### RECORDS TO PROCESS

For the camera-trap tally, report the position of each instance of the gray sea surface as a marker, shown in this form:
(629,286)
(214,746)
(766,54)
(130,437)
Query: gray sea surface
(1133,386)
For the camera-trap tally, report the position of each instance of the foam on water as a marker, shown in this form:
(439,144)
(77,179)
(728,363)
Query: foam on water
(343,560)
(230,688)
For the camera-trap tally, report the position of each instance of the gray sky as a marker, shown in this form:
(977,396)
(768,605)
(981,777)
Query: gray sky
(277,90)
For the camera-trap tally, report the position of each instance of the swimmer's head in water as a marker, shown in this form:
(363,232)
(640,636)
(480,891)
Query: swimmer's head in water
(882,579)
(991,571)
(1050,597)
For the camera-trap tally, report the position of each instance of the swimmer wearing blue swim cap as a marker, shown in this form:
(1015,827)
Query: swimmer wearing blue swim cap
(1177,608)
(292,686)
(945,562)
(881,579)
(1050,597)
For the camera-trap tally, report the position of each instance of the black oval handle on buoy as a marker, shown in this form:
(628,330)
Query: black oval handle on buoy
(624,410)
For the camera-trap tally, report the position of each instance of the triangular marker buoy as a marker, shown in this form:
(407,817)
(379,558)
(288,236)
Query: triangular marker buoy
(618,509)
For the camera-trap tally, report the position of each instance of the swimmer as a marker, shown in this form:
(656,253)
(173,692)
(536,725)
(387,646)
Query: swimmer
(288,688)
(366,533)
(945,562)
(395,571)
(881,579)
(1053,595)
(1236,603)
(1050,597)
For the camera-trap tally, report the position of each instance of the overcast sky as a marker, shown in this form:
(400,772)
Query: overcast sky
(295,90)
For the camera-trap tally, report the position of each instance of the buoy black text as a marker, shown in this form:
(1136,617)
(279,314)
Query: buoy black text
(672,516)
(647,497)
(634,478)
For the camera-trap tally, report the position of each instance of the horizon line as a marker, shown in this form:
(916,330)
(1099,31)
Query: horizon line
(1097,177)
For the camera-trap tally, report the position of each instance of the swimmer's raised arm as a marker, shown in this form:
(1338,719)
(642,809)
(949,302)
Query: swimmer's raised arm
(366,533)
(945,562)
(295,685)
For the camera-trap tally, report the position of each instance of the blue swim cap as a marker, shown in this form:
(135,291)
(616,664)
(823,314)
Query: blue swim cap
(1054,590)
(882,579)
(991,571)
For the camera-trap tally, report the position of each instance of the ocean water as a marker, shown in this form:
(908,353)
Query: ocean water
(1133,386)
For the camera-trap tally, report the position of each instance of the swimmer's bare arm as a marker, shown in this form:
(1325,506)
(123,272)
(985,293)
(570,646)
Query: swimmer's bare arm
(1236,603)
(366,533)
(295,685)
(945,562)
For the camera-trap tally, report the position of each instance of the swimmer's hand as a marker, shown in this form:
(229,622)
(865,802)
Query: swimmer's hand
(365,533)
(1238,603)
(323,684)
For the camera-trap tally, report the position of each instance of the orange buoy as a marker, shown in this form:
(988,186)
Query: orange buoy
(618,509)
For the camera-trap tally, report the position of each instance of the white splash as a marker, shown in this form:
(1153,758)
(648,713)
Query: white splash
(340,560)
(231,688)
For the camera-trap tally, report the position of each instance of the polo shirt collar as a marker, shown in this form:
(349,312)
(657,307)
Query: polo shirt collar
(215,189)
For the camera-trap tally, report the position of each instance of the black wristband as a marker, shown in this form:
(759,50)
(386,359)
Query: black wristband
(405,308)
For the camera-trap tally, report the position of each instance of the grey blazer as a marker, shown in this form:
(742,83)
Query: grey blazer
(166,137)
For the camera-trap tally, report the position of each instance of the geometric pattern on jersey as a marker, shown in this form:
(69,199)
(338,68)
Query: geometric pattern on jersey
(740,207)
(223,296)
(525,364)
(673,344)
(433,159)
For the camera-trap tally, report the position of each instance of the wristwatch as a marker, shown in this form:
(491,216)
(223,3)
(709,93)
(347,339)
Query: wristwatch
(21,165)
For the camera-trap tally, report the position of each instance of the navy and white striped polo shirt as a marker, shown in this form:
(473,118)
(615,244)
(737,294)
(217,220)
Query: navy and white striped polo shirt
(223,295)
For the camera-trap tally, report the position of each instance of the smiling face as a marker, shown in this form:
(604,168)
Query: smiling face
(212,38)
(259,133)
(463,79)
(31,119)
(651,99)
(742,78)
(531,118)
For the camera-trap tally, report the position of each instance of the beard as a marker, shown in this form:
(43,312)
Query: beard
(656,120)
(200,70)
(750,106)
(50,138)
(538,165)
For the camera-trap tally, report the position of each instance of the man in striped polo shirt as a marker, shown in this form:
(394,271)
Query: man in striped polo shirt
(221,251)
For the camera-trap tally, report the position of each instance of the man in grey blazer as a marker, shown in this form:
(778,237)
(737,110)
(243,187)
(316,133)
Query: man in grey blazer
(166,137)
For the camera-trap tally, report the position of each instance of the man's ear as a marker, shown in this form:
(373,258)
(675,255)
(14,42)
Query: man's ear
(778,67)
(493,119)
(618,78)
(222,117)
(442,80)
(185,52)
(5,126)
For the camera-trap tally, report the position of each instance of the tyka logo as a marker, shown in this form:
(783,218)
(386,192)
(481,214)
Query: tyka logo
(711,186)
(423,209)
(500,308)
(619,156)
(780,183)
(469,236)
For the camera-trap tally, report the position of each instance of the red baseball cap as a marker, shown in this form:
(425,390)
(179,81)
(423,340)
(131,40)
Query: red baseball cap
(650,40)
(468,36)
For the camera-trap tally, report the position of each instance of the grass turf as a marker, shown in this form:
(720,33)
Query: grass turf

### WHAT IS REQUIRED
For the string "grass", search the preceding data and copy every line that includes it.

### SOLUTION FOR THIS PROBLEM
For the camera-trap tally, report the position of each instance of the grass turf as a marker, shown in this form:
Query: grass turf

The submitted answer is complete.